The data section start

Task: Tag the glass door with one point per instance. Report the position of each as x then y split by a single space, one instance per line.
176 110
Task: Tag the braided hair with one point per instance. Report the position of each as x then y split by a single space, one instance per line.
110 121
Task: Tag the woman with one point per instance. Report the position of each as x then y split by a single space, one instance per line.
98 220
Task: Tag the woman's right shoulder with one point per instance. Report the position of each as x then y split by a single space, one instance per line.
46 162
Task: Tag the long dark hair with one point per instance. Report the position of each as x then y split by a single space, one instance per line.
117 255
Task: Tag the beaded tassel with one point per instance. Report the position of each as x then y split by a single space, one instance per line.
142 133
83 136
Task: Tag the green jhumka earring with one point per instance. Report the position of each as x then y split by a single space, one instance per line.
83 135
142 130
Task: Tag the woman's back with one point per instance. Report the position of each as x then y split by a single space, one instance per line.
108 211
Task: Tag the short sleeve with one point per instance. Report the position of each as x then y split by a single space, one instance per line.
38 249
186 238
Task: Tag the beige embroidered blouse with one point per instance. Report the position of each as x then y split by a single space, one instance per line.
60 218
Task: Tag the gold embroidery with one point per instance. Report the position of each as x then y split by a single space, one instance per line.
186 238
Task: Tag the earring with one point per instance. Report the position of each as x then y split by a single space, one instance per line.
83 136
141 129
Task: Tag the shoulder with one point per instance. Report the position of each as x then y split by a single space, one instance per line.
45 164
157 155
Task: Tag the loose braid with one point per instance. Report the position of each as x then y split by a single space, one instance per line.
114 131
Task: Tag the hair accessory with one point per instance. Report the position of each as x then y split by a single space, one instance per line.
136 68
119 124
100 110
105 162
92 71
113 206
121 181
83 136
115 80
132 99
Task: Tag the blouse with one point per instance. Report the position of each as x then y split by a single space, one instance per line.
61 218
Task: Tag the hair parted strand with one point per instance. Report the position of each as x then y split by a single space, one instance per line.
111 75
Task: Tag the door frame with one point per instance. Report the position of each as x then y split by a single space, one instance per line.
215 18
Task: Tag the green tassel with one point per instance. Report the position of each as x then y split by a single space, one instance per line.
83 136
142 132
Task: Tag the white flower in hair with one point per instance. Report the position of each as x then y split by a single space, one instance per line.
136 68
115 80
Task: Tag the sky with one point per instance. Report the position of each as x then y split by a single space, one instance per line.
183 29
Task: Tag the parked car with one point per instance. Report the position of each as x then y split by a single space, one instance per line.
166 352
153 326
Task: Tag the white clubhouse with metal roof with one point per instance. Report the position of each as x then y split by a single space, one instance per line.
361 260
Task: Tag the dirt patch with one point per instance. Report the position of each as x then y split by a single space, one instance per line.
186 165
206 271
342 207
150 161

The data section end
The data section start

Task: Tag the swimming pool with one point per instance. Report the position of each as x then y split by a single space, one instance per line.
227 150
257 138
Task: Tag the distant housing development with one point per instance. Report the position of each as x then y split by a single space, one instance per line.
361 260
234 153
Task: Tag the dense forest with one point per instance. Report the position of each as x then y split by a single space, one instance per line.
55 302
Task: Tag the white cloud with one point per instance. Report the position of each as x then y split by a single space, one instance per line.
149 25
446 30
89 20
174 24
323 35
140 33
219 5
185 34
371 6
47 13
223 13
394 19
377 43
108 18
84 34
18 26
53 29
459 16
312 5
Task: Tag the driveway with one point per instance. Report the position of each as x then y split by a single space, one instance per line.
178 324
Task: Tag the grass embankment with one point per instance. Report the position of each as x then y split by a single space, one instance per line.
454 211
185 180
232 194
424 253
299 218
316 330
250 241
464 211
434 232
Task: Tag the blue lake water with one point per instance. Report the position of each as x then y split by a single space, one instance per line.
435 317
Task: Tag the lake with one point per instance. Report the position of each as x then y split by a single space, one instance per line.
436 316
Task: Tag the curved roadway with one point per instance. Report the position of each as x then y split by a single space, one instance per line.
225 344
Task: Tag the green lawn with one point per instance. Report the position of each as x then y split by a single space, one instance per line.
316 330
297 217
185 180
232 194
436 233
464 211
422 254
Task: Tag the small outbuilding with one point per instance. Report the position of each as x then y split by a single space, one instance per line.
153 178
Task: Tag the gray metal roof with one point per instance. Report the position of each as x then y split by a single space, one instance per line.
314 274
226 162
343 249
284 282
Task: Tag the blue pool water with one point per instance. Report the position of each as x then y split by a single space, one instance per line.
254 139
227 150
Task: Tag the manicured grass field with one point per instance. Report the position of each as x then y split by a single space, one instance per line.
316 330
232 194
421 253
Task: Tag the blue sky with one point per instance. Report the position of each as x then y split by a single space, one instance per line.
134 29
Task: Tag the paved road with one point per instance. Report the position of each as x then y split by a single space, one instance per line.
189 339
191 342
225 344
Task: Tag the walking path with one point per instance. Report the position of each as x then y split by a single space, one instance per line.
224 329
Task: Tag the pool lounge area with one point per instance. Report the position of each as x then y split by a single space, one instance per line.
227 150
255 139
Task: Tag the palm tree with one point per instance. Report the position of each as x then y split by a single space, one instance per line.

The data section end
The data section start

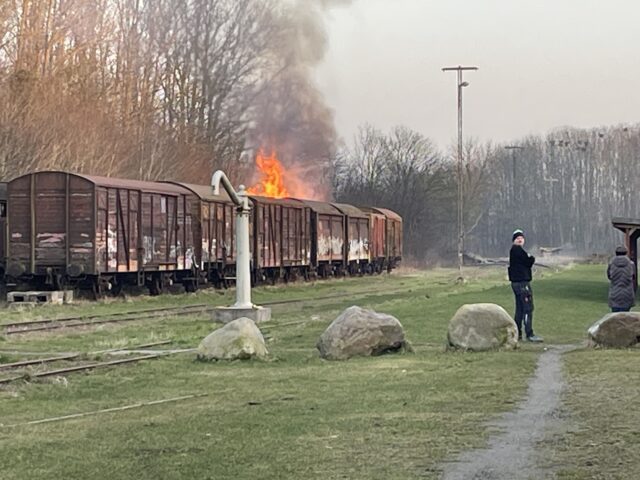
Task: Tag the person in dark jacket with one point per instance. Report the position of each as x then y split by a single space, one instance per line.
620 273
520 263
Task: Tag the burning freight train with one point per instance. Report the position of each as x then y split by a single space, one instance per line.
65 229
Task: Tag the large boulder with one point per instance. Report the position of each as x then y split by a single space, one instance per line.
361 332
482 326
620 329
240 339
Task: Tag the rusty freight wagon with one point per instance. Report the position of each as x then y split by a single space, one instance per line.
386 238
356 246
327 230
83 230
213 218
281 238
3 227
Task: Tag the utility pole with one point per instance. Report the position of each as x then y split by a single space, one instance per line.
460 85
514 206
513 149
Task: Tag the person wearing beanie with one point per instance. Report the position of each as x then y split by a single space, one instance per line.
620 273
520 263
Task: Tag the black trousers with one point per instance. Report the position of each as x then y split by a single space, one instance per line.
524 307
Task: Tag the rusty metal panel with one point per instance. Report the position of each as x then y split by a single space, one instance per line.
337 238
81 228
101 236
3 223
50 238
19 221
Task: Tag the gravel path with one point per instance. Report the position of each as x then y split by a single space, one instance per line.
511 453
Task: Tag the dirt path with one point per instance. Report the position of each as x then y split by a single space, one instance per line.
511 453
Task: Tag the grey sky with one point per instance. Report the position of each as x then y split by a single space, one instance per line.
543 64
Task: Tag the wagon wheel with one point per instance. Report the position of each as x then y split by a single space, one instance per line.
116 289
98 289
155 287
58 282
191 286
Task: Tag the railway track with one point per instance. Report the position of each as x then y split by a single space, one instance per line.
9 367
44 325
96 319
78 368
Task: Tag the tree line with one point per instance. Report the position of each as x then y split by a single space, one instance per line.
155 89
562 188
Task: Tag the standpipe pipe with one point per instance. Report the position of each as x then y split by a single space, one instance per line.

The data section end

__Goal of the exercise__: Could you set down, word for word, only the lines above from the line with "Task: Tag the manicured" to the line with "Task: Tag the palm", including both?

__Written solution__:
Task: Tag the manicured grass field with one point per instance. Report the position of each as x then y split by a single space, one instance per line.
316 330
232 194
421 253
Task: Tag the blue sky with one point per instance. Report the position of each as x then y split by a single space, one instance per line.
134 29
Task: Tag the paved road with one point per instance. Report the position of each as x then y split by a single space, one instance per line.
189 339
191 342
225 344
Task: Tag the walking path with one point per instance. Report the position of each as x then y split by a single space, one instance per line.
224 329
Task: Tag the pool lounge area with one point per instance. Report the position of each as x then y split by a single space, one instance per line.
227 150
255 139
Task: Tag the palm tree with one point per instance. Report the position of each as x then y split by a single space, one instance per line.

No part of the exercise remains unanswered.